Entries taken from a collection:
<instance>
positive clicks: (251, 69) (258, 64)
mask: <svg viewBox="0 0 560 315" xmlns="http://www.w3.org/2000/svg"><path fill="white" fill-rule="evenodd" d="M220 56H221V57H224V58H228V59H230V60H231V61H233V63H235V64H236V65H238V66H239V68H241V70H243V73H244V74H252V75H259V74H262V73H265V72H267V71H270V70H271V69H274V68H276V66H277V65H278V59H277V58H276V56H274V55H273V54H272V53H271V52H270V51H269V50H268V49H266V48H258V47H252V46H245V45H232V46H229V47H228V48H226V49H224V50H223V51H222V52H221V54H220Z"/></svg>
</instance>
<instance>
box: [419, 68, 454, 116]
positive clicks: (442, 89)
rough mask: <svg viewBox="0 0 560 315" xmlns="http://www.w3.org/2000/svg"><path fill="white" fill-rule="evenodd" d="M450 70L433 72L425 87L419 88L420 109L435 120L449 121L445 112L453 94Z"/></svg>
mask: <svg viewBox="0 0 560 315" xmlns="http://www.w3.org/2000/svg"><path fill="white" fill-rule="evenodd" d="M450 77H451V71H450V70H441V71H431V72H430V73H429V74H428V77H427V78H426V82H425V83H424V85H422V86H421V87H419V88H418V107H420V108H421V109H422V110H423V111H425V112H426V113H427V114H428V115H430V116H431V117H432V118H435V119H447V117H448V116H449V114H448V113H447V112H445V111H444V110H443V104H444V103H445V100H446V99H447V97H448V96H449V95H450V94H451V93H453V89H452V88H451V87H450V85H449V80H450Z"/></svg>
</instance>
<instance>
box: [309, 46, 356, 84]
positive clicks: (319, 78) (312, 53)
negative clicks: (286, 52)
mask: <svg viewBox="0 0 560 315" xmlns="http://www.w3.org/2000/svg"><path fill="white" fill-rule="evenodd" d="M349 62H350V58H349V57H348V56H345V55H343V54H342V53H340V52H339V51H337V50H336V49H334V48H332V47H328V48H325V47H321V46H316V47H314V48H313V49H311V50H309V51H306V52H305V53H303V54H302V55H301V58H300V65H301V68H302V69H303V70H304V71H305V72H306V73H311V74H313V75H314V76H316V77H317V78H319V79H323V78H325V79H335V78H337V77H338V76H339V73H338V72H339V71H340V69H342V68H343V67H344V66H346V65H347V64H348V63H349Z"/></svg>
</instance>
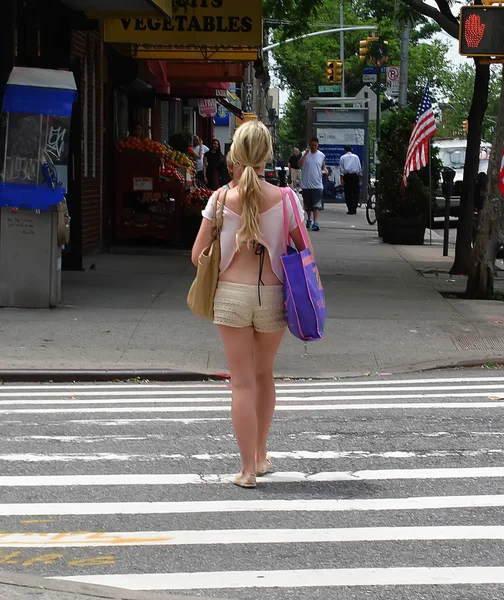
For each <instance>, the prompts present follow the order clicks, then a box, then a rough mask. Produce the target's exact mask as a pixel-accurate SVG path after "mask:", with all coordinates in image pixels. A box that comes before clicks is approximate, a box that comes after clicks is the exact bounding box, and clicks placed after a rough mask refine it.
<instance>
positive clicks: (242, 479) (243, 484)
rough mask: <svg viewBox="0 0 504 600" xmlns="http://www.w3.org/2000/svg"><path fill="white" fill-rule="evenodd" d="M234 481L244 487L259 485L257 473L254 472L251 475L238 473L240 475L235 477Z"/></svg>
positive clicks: (247, 487) (239, 486)
mask: <svg viewBox="0 0 504 600" xmlns="http://www.w3.org/2000/svg"><path fill="white" fill-rule="evenodd" d="M233 483H234V484H235V485H237V486H238V487H243V488H255V487H257V484H256V479H255V475H254V474H253V473H252V474H251V475H244V474H243V473H238V475H237V476H236V477H235V478H234V479H233Z"/></svg>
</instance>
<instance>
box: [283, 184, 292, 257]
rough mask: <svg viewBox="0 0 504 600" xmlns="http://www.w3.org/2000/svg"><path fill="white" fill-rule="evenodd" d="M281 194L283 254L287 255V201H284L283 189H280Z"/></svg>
mask: <svg viewBox="0 0 504 600" xmlns="http://www.w3.org/2000/svg"><path fill="white" fill-rule="evenodd" d="M281 192H282V207H283V216H284V254H287V246H288V245H289V237H290V236H289V220H288V218H287V201H286V199H285V193H286V192H285V188H281Z"/></svg>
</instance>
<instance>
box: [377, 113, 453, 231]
mask: <svg viewBox="0 0 504 600" xmlns="http://www.w3.org/2000/svg"><path fill="white" fill-rule="evenodd" d="M415 116H416V112H415V110H414V109H413V108H412V107H406V108H403V109H397V110H393V111H390V112H388V114H387V115H386V117H385V118H384V119H383V122H382V127H381V136H380V144H379V148H378V158H379V161H380V164H379V166H378V173H377V184H376V191H377V198H378V205H377V211H378V215H384V214H387V215H390V216H394V217H399V218H402V219H413V218H415V219H425V221H427V219H428V217H429V202H433V201H434V198H435V190H436V188H437V187H438V182H439V180H440V177H441V168H442V166H441V162H440V160H439V158H438V156H437V150H436V149H435V148H432V152H431V169H432V188H433V189H432V193H431V191H430V190H429V167H428V166H427V167H424V168H423V169H421V170H420V171H415V172H412V173H411V174H410V176H409V179H408V187H407V188H406V189H405V190H401V181H402V176H403V170H404V164H405V162H406V152H407V149H408V144H409V139H410V136H411V132H412V130H413V126H414V123H415Z"/></svg>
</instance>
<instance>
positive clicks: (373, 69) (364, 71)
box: [363, 66, 387, 75]
mask: <svg viewBox="0 0 504 600" xmlns="http://www.w3.org/2000/svg"><path fill="white" fill-rule="evenodd" d="M363 72H364V73H365V74H366V75H369V74H374V75H376V67H364V71H363ZM386 72H387V67H383V66H382V67H380V73H386Z"/></svg>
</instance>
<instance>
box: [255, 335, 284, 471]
mask: <svg viewBox="0 0 504 600" xmlns="http://www.w3.org/2000/svg"><path fill="white" fill-rule="evenodd" d="M283 335H284V331H279V332H278V331H277V332H275V333H259V332H257V331H256V332H255V336H254V338H255V370H256V415H257V444H256V462H264V461H265V460H266V446H267V443H268V435H269V431H270V428H271V422H272V421H273V413H274V412H275V404H276V393H275V380H274V378H273V363H274V362H275V357H276V355H277V352H278V348H279V347H280V343H281V342H282V338H283Z"/></svg>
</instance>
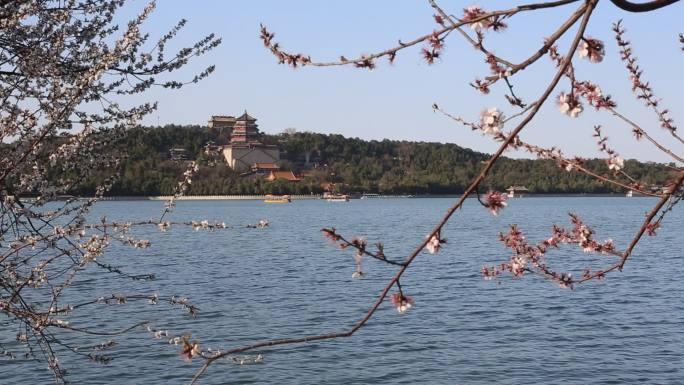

TASK INSTRUCTIONS – Give back the records above exactly, with no pictures.

EXPECTED OUTPUT –
<instance>
positive clicks: (251, 69) (258, 64)
mask: <svg viewBox="0 0 560 315" xmlns="http://www.w3.org/2000/svg"><path fill="white" fill-rule="evenodd" d="M220 56H221V57H224V58H228V59H230V60H231V61H233V63H235V64H236V65H238V66H239V68H241V70H243V73H244V74H252V75H259V74H262V73H265V72H267V71H270V70H271V69H274V68H276V66H277V65H278V59H277V58H276V56H274V55H273V54H272V53H271V52H270V51H269V50H268V49H266V48H258V47H252V46H245V45H232V46H229V47H228V48H226V49H224V50H223V51H222V52H221V54H220Z"/></svg>
</instance>
<instance>
box: [419, 68, 454, 116]
positive clicks: (442, 89)
rough mask: <svg viewBox="0 0 560 315" xmlns="http://www.w3.org/2000/svg"><path fill="white" fill-rule="evenodd" d="M450 70L433 72L425 87L419 88L420 109L435 120L449 121L445 112L453 94Z"/></svg>
mask: <svg viewBox="0 0 560 315" xmlns="http://www.w3.org/2000/svg"><path fill="white" fill-rule="evenodd" d="M450 77H451V71H450V70H441V71H431V72H430V73H429V74H428V77H427V78H426V82H425V83H424V85H422V86H421V87H419V88H418V107H420V108H421V109H422V110H423V111H425V112H426V113H427V114H428V115H430V116H431V117H432V118H435V119H447V117H448V116H449V114H448V113H447V112H445V111H444V110H443V104H444V103H445V100H446V99H447V97H448V96H449V95H450V94H451V93H453V89H452V88H451V87H450V85H449V80H450Z"/></svg>
</instance>
<instance>
box: [309, 46, 356, 84]
positive clicks: (319, 78) (312, 53)
negative clicks: (286, 52)
mask: <svg viewBox="0 0 560 315" xmlns="http://www.w3.org/2000/svg"><path fill="white" fill-rule="evenodd" d="M349 62H350V58H349V57H348V56H345V55H343V54H342V53H340V52H339V51H337V50H336V49H334V48H332V47H328V48H325V47H321V46H316V47H314V48H313V49H311V50H309V51H306V52H305V53H303V54H302V55H301V58H300V65H301V68H302V69H303V70H304V71H305V72H306V73H311V74H313V75H314V76H316V77H317V78H319V79H323V78H325V79H335V78H337V77H338V76H339V73H338V72H339V71H340V69H342V68H343V67H344V66H346V65H347V64H348V63H349Z"/></svg>
</instance>
For each <instance>, the prompts present follow the order clicks, then a box, then a rough mask. Produce the target's exact mask as a pixel-accurate SVG path after "mask:", with all coordinates in image pixels. A box that comes before clicks is approximate, a box that comes after clicks is the exact bounding box, and clicks placed after a rough mask refine it.
<instance>
positive clicks: (242, 479) (243, 484)
rough mask: <svg viewBox="0 0 504 600" xmlns="http://www.w3.org/2000/svg"><path fill="white" fill-rule="evenodd" d="M234 481L244 487L259 485L257 473L254 472L251 475L238 473L240 475L235 477Z"/></svg>
positive clicks: (247, 487) (239, 486)
mask: <svg viewBox="0 0 504 600" xmlns="http://www.w3.org/2000/svg"><path fill="white" fill-rule="evenodd" d="M233 483H234V484H235V485H237V486H238V487H243V488H255V487H257V484H256V479H255V475H254V474H253V473H252V474H251V475H244V474H243V473H238V475H237V476H236V477H235V478H234V479H233Z"/></svg>
</instance>
<instance>
box: [283, 184, 292, 257]
rough mask: <svg viewBox="0 0 504 600" xmlns="http://www.w3.org/2000/svg"><path fill="white" fill-rule="evenodd" d="M281 194L283 254L287 255V201H284L283 189H280Z"/></svg>
mask: <svg viewBox="0 0 504 600" xmlns="http://www.w3.org/2000/svg"><path fill="white" fill-rule="evenodd" d="M281 192H282V207H283V216H284V254H287V246H288V245H289V237H290V236H289V220H288V218H287V201H286V199H285V193H286V192H285V188H281Z"/></svg>
</instance>
<instance>
box: [377, 113, 453, 231]
mask: <svg viewBox="0 0 504 600" xmlns="http://www.w3.org/2000/svg"><path fill="white" fill-rule="evenodd" d="M415 116H416V112H415V110H414V109H413V108H412V107H406V108H403V109H397V110H393V111H390V112H388V114H387V115H386V117H385V118H384V119H383V122H382V127H381V136H380V144H379V148H378V158H379V161H380V164H379V166H378V173H377V184H376V191H377V198H378V205H377V211H378V215H384V214H387V215H390V216H394V217H399V218H402V219H413V218H415V219H425V221H427V219H428V217H429V202H433V201H434V198H435V190H436V188H437V187H438V182H439V180H440V177H441V168H442V166H441V162H440V160H439V158H438V156H437V150H436V149H435V148H432V152H431V169H432V188H433V189H432V193H431V191H430V190H429V167H428V166H427V167H424V168H423V169H421V170H420V171H415V172H412V173H411V174H410V176H409V179H408V187H407V188H406V189H405V190H401V181H402V176H403V170H404V164H405V162H406V152H407V149H408V144H409V139H410V136H411V132H412V130H413V126H414V123H415Z"/></svg>
</instance>
<instance>
positive clicks: (373, 69) (364, 71)
box: [363, 66, 387, 75]
mask: <svg viewBox="0 0 504 600" xmlns="http://www.w3.org/2000/svg"><path fill="white" fill-rule="evenodd" d="M363 72H364V73H365V74H366V75H369V74H374V75H376V67H364V71H363ZM386 72H387V67H383V66H382V67H380V73H386Z"/></svg>
</instance>
<instance>
box: [255, 335, 284, 471]
mask: <svg viewBox="0 0 504 600" xmlns="http://www.w3.org/2000/svg"><path fill="white" fill-rule="evenodd" d="M283 335H284V331H279V332H278V331H277V332H275V333H259V332H257V331H256V332H255V336H254V338H255V370H256V415H257V444H256V462H264V461H265V460H266V446H267V443H268V435H269V431H270V428H271V422H272V421H273V413H274V412H275V404H276V393H275V380H274V378H273V363H274V362H275V357H276V355H277V352H278V348H279V347H280V343H281V342H282V338H283Z"/></svg>
</instance>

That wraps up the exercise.